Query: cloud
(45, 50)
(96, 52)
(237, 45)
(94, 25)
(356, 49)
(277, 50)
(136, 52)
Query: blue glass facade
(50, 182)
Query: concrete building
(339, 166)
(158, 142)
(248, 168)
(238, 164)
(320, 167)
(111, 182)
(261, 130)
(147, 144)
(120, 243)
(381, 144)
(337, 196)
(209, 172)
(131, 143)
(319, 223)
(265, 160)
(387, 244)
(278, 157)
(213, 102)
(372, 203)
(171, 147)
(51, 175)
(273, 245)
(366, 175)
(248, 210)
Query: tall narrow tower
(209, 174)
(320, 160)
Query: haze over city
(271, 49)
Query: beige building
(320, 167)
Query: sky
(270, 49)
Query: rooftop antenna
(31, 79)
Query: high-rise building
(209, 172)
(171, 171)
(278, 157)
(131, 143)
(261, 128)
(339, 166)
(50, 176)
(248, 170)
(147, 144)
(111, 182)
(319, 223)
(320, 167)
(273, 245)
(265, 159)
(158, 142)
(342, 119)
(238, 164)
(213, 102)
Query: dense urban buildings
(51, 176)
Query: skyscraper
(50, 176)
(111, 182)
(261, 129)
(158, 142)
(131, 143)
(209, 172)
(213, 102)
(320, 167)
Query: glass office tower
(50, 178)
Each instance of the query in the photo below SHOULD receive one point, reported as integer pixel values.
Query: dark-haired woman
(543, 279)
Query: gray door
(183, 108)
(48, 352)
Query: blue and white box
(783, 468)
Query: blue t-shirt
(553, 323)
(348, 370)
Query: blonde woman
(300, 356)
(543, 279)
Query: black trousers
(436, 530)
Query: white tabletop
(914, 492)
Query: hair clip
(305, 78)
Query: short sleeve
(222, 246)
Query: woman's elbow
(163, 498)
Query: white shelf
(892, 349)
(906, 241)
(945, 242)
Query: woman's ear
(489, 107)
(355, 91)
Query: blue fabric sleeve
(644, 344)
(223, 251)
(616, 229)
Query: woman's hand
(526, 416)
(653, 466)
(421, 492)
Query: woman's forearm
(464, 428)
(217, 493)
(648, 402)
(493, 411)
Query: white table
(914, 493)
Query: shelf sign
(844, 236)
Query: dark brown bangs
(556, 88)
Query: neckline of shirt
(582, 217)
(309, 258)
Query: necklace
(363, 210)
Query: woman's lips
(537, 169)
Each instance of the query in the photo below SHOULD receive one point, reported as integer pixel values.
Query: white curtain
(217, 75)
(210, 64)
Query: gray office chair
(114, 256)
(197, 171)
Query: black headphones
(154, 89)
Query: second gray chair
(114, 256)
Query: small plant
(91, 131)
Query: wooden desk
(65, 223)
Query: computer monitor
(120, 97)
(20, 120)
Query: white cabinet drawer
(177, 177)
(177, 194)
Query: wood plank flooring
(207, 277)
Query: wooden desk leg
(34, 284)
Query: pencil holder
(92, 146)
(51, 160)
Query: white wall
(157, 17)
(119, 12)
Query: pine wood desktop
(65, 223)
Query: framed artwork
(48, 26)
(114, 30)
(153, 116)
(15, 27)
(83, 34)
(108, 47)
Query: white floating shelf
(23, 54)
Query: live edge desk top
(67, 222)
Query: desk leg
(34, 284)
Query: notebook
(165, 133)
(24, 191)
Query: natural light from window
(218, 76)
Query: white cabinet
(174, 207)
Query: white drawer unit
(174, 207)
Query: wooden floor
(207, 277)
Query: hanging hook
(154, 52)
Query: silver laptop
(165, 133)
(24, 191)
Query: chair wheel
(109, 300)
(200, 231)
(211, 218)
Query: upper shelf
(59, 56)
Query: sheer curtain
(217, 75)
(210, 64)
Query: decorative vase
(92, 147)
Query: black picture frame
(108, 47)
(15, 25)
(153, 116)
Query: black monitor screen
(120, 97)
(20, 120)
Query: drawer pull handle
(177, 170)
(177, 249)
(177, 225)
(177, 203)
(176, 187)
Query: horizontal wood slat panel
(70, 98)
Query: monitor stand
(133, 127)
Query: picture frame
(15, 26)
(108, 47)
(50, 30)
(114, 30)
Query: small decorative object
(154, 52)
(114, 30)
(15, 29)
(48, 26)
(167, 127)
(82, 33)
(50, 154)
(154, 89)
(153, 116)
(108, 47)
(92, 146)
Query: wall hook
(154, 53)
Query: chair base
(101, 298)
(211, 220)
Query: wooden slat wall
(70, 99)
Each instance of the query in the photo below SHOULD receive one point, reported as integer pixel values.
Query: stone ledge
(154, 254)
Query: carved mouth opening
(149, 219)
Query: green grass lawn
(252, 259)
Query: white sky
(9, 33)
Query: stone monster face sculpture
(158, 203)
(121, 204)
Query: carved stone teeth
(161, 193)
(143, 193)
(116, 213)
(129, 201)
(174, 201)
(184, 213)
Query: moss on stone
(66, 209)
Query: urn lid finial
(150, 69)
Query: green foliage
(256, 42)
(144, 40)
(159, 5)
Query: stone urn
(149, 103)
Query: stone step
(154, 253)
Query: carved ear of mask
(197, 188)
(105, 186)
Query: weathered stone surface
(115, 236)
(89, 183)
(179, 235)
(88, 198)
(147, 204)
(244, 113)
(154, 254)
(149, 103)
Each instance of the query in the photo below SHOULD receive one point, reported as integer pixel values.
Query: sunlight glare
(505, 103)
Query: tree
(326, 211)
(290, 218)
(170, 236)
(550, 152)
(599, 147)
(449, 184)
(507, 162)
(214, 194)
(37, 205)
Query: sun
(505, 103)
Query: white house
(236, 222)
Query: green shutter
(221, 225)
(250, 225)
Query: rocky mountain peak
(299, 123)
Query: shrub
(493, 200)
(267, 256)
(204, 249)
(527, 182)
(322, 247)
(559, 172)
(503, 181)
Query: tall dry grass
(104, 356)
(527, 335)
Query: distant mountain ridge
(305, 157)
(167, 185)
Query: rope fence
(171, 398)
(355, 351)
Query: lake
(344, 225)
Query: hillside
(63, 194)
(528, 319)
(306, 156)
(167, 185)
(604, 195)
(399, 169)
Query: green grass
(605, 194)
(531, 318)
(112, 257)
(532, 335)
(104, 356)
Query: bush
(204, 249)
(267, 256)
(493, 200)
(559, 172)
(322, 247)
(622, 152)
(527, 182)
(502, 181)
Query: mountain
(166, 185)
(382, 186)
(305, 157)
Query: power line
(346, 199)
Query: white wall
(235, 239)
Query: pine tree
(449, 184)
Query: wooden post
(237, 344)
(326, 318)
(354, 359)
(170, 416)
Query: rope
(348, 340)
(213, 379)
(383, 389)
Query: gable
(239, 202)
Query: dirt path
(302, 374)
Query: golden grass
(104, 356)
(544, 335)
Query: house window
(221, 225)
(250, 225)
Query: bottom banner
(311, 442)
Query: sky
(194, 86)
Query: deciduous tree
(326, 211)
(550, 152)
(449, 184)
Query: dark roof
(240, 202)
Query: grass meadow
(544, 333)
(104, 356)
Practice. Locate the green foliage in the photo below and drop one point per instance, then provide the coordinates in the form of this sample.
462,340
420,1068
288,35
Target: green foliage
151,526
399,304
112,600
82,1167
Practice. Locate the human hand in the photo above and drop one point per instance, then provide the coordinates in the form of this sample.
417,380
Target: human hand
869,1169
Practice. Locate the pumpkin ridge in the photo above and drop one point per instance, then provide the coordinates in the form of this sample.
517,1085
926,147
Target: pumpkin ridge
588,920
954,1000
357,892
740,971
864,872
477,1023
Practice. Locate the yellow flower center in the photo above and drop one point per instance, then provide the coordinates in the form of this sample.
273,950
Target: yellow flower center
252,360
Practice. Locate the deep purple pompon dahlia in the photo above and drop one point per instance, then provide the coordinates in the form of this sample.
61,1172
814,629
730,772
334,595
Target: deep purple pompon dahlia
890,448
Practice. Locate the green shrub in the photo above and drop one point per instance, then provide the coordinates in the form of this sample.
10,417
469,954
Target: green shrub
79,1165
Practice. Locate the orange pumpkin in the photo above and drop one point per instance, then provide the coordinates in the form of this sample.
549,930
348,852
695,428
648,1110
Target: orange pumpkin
________
- [The task] Copy out every line in the listing where the word "above" appears.

- [Exercise solution]
Practice. Locate the human hand in the photo above and drop one point per instance, then provide the coordinates in the form of this sample.
Practice. Locate the pumpkin ridge in the photo above and drop one point per instance, then provide the coordinates in the form of this sample.
Practice. Locate the yellow flower center in the photo above and drop one point per instance, then provide the coordinates in the form of this sample.
Practice. Locate the deep purple pompon dahlia in the photo above and drop one point per instance, then provide the coordinates in the form of this sample.
Practice. Locate the green shrub in the photo above and drop one point per instance, then provide the coordinates in the form of this sample.
Practice. Locate the orange pumpkin in the photo above and drop one point per instance, then provide the coordinates in the form of this sample.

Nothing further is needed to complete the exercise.